- **Material**
###

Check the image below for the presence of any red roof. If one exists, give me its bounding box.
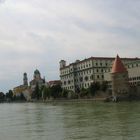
[111,55,127,73]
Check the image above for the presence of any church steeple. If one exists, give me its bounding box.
[23,73,28,86]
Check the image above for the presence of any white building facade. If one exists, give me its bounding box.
[60,57,137,92]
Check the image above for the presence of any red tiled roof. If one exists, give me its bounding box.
[60,57,140,70]
[111,55,127,73]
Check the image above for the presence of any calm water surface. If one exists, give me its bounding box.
[0,101,140,140]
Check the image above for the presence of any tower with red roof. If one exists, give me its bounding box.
[111,55,129,99]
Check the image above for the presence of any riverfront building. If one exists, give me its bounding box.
[104,59,140,89]
[60,57,140,92]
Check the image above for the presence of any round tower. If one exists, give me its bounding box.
[59,60,66,69]
[23,73,28,86]
[111,55,129,101]
[34,69,41,80]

###

- **Exercise goal**
Copy every one of the records above word for word, but leave the pictures out.

- **Correct response**
Check the image below for the presence of any red roof. If one exists, give me its bounding box.
[111,55,127,73]
Check the image above for the presence of any church steeple. If one exists, give me its bounding box.
[23,73,28,86]
Check the image above for the presence of any white building facade. If one exists, give me its bounding box.
[60,57,137,92]
Check the image above for the presence of any red tiled roof. If one exists, give me its bounding box.
[60,57,140,70]
[111,55,127,73]
Check the image above for the presence of any calm water surface. If one exists, give me its bounding box.
[0,101,140,140]
Check the image above for the presence of any tower with red roof. If one exists, give me its bounding box.
[111,55,129,99]
Check the image above for the presence of any riverfront building. If one exists, give me its bounding box.
[104,59,140,89]
[60,57,140,92]
Check the image above for the presence of any round tower. If one exists, give me its bounding box.
[59,60,66,69]
[23,73,28,86]
[111,55,129,101]
[34,69,41,80]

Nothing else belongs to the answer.